*Exercises to complete*
**1.** Please copy the stretch from "This paper introduces" through "the attention mechanisms." in the FRA excerpt word for word.
**2.** According to the FRA excerpt, on which dataset did FRA beat state-of-the-art supervised learning methods in accuracy by almost 1%?

*Excerpted text*
== Segment start ==
Proposed Method: Facial Region Awareness (FRA)

This paper introduces a novel self-supervised facial representation learning framework called Facial Region Awareness (FRA), which integrates the concept of both global and local facial representations. By considering the consistency of facial regions (e.g., eyes, nose), FRA aims to learn more generalizable and transferable facial features.

The key components of FRA are as follows:

  1. Heatmap Generation:
    • The framework utilizes learnable positional embeddings, in conjunction with a Transformer decoder, to generate heatmaps highlighting facial regions.
    • These heatmaps are obtained via cosine similarity between pixel-level projections of feature maps and the learned facial mask embeddings, effectively capturing the attention mechanisms.
  2. Facial Mask Embeddings:
    • Heatmaps are learned through a deep clustering approach where pixel features are dynamically assigned to facial mask embeddings, serving as facial region clusters.
  3. Semantic Relations and Consistency:
    • The framework enforces semantic consistency by aligning global and local facial representations across different views.
    • This alignment is reinforced through a semantic relation loss, optimizing the pixel-level assignments between the online and momentum networks.

The integration of these components allows FRA to capture both holistic and fine-grained features of facial images, enhancing the robustness and transferability of the learned representations.

Experimental Results

The efficacy of FRA was demonstrated on multiple downstream facial analysis tasks, including facial expression recognition (FER), facial attribute recognition (FAR), and face alignment (FA). Key findings include:

  • Facial Expression Recognition:
    • FRA achieves superior performance compared with both self-supervised pre-training methods tailored for visual images and those specifically designed for facial images.
    • On the AffectNet dataset, FRA showed higher accuracy than state-of-the-art supervised learning methods by almost 1%.
  • Facial Attribute Recognition:
    • On the CelebA dataset, FRA outperformed existing self-supervised and supervised approaches, underscoring its capability to extract robust facial features pertinent to multiple attributes.
  • Face Alignment:
    • Despite using ResNet, which is generally less specialized for regression tasks compared to networks like Hourglass, FRA achieved comparable results with state-of-the-art face alignment methods.

Implications and Future Directions

FRA's ability to leverage self-supervised learning for both global and local facial representation learning has significant implications. Practically, this approach reduces the dependency on large, annotated datasets, making it more feasible to deploy in real-world applications where data labeling is a bottleneck. Theoretically, it highlights the importance of capturing local consistencies within images, which are often overlooked in self-supervised learning paradigms focusing solely on global features.

Future research could delve into optimizing the balance between local and global consistency to further enhance performance. Additionally, exploring the integration of FRA with more advanced backbone architectures, such as Vision Transformers (ViTs), could potentially push the boundaries of facial analysis tasks even further.

Conclusion

FRA represents a significant step forward in the domain of self-supervised facial representation learning. By emphasizing both global and local consistency in facial features, it sets a new benchmark for robustness and generalization across varied facial analysis tasks. This work not only provides a substantial contribution to the field but also opens new avenues for future research and application in AI-driven facial analysis.
== Segment end ==
*Study material*
== Segment start ==
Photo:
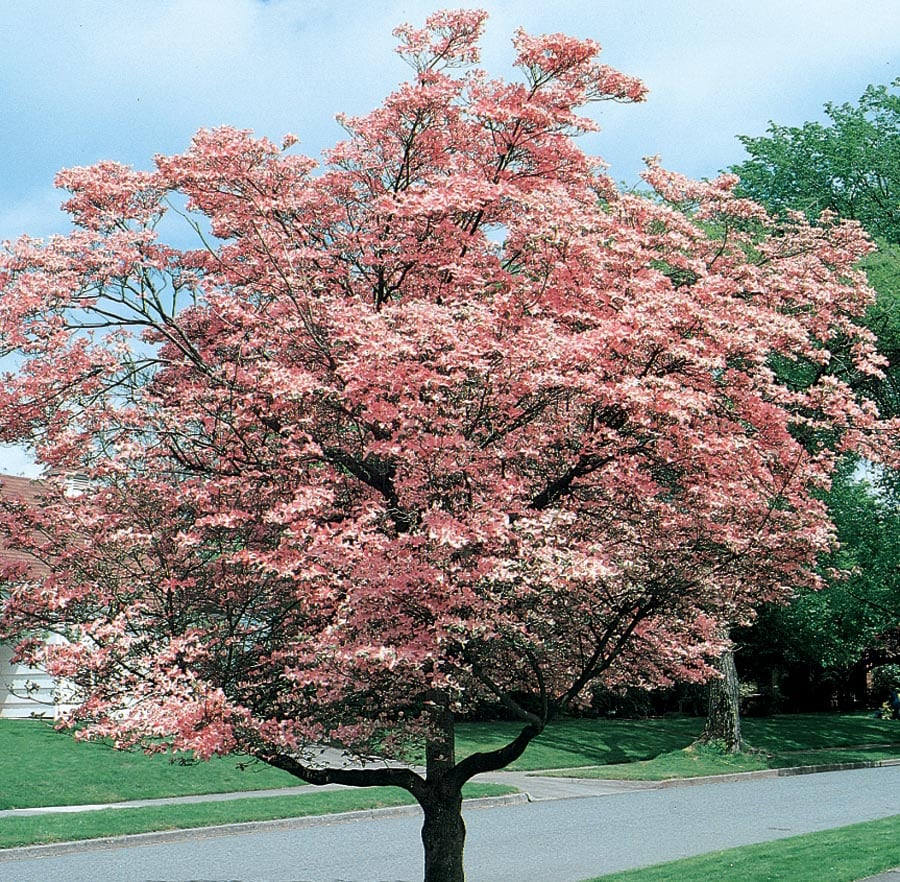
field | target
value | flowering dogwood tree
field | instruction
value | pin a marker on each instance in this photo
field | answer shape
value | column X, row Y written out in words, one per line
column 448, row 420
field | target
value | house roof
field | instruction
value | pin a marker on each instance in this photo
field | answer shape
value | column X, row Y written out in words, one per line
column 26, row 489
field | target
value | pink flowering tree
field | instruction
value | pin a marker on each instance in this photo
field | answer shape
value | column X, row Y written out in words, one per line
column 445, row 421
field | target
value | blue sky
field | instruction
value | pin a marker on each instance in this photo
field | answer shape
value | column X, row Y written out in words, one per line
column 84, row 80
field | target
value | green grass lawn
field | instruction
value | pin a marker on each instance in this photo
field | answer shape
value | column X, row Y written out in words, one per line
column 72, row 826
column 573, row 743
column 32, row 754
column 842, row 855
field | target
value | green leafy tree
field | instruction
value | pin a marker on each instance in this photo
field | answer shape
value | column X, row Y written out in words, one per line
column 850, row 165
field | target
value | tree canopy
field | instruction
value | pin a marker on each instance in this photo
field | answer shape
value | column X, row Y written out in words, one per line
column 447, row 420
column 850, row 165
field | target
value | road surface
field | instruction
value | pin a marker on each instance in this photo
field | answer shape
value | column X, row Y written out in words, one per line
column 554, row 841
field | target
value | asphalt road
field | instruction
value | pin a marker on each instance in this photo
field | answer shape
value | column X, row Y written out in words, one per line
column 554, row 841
== Segment end ==
== Segment start ==
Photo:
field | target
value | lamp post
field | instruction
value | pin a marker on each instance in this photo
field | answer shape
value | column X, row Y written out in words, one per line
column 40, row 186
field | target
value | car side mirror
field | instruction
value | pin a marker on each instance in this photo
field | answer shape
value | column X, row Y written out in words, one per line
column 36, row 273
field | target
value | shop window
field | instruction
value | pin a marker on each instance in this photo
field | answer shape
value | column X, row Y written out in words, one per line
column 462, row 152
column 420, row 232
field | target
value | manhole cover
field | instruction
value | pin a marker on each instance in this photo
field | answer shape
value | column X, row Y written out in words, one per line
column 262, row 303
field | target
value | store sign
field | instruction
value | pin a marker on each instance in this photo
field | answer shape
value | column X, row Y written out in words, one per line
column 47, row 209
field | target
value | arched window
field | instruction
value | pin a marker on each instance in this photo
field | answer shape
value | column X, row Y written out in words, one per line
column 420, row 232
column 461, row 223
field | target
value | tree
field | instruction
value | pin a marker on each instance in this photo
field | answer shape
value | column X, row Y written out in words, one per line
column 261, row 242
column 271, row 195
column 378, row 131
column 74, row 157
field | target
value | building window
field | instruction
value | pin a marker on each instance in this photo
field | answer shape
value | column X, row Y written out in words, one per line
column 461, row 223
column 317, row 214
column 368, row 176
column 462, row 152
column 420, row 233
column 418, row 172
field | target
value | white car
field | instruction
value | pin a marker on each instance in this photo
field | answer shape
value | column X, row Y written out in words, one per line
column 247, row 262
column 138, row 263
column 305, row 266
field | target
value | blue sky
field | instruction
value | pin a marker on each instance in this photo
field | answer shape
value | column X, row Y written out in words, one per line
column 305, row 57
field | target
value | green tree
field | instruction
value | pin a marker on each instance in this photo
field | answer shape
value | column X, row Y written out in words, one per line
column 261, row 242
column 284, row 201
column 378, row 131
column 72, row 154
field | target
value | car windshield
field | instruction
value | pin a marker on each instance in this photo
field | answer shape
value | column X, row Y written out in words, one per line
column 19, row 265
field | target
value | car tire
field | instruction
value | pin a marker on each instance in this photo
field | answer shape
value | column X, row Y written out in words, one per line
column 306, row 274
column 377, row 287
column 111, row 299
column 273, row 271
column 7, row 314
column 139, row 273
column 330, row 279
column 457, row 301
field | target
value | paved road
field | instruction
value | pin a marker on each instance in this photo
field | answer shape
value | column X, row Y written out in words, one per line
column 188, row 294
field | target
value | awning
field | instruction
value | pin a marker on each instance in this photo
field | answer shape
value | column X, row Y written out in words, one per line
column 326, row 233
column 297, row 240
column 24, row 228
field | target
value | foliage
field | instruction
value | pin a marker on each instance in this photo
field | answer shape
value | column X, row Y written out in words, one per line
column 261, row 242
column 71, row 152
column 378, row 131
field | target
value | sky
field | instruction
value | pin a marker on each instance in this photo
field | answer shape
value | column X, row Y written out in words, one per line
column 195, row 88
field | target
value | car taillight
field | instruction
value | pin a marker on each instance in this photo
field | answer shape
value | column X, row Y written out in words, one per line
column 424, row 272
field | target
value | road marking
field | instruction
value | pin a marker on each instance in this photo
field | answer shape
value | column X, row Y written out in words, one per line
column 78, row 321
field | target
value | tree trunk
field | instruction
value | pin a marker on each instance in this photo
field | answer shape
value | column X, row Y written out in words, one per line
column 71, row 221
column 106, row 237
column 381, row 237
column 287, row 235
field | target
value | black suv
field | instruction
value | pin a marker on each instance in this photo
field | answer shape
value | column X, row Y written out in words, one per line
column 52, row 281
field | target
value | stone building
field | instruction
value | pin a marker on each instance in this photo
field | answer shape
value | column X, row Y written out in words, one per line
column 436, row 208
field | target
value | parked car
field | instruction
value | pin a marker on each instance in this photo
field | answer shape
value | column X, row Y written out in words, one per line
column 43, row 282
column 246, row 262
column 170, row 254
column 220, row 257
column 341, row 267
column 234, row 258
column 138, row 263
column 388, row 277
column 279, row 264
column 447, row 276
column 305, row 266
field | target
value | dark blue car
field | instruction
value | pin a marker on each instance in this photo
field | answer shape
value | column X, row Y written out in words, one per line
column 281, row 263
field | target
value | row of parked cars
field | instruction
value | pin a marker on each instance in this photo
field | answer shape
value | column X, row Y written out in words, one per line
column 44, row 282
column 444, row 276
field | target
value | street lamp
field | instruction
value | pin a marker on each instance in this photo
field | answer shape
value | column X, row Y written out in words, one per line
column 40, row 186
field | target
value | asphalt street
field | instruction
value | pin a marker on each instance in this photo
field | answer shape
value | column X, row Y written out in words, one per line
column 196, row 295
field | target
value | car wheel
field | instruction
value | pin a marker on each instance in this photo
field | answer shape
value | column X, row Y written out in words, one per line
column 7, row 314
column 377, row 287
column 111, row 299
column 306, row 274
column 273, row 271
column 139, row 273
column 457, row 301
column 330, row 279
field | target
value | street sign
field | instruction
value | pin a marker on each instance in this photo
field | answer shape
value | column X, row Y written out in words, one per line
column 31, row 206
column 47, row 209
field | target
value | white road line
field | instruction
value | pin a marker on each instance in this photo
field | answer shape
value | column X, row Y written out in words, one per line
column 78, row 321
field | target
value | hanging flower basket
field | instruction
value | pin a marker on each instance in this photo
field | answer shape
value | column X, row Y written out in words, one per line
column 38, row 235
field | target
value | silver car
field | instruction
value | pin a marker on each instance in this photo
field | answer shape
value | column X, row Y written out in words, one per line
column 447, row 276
== Segment end ==
*Results for the exercise*
**1.**
This paper introduces a novel self-supervised facial representation learning framework called Facial Region Awareness (FRA), which integrates the concept of both global and local facial representations. By considering the consistency of facial regions (e.g., eyes, nose), FRA aims to learn more generalizable and transferable facial features.

The key components of FRA are as follows:

  1. Heatmap Generation:
    • The framework utilizes learnable positional embeddings, in conjunction with a Transformer decoder, to generate heatmaps highlighting facial regions.
    • These heatmaps are obtained via cosine similarity between pixel-level projections of feature maps and the learned facial mask embeddings, effectively capturing the attention mechanisms.

**2.** AffectNet.